══ TEXT SEGMENT ══

Many state ambulance services maintain a public AED register that members of the community can search to find the nearest publicly-accessible AED. If your workplace has a publicly-accessible AED, registering it with the local service is good practice — it makes the device findable in the moments when it matters.
The AED is the third link in the chain of survival (see the chain of survival chapter) and the link with the highest leverage on outcome. A community that maintains its AEDs well — every cabinet checked, every battery in date, every pad ready — is a community where cardiac arrests are survivable. A community where AEDs sit in cabinets with red lights nobody has noticed is a community where the bystander who runs to fetch one will arrive with a paperweight. The maintenance discipline is what makes the chain real.
Documentation and accountability
The minimum documentation for a workplace AED programme is:
- An installation record: model, serial number, location, date installed, responsible person.
- An inspection log: monthly inspection record with date, initials, status (ready / not ready / action taken).
- A use log: every use of the AED on a real casualty, with date, time, casualty (if known), event summary, action taken to restore the device to service.
- A consumables log: dates of pad and battery replacements, with serial numbers if applicable.
- A maintenance contact list: who is responsible for the device, who orders consumables, who handles faults.
None of this is hard to set up; all of it is documentary evidence that the device is being managed. After a workplace cardiac arrest — whether the casualty survives or not — the documentation is the first thing an investigator will ask for.
Automated External Defibrillators should be maintained according to the manufacturer's instructions, with regular checks of the device status, the battery and the pads. A documented inspection and replacement schedule should be in place, and consumables (pads and batteries) should be replaced before their expiry dates. After every use of the AED, the device should be restored to a ready state as soon as practicable, including replacement of pads and download of the event record where supported. AED programmes should be supported by training, ongoing maintenance, and an accessible record of where each device is located.

═══
══ DATA ══

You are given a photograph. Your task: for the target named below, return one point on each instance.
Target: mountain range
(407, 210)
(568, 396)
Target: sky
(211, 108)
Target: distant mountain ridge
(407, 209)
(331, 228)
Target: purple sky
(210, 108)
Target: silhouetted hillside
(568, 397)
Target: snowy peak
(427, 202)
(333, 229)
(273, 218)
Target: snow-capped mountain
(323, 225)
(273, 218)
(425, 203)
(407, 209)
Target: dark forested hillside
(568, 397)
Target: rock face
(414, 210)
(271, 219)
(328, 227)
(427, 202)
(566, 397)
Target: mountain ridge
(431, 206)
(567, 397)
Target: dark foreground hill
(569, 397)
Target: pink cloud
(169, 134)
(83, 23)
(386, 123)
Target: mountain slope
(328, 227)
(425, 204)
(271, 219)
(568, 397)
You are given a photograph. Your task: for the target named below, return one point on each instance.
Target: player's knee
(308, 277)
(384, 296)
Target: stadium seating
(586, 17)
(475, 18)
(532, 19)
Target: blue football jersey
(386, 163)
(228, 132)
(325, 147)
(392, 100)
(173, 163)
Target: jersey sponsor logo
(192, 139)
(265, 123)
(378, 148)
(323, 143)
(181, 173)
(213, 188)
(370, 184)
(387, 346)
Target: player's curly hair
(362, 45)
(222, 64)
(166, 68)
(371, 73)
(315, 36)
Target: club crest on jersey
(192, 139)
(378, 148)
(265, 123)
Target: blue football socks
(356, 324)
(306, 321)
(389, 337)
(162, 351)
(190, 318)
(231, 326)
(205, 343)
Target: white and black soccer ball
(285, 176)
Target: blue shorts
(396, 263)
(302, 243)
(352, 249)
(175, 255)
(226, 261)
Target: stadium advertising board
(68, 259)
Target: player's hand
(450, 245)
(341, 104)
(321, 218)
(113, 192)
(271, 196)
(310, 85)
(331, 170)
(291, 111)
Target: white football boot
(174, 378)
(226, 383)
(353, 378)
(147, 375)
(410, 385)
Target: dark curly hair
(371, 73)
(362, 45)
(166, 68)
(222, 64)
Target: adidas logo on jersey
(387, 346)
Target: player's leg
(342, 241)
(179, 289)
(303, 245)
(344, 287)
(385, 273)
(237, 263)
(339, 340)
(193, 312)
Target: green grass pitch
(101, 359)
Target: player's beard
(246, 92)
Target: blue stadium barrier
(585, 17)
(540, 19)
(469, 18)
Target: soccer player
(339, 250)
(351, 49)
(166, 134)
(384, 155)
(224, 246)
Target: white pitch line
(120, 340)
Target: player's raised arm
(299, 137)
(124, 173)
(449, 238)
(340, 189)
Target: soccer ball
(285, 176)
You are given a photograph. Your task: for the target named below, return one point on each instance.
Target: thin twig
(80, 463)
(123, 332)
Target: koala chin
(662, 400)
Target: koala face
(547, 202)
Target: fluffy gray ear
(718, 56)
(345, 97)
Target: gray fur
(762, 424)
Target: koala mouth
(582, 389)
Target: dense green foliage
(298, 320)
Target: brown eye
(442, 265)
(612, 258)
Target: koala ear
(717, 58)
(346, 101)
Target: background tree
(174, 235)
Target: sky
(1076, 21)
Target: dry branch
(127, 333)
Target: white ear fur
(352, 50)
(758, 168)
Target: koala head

═══

**EXERCISE REQUIREMENTS**
In the text on AED maintenance, what will an investigator ask for first after a workplace cardiac arrest? The records were taken from a different source than the text on AED maintenance.

**RESPONSE**
The documentation for the workplace AED programme.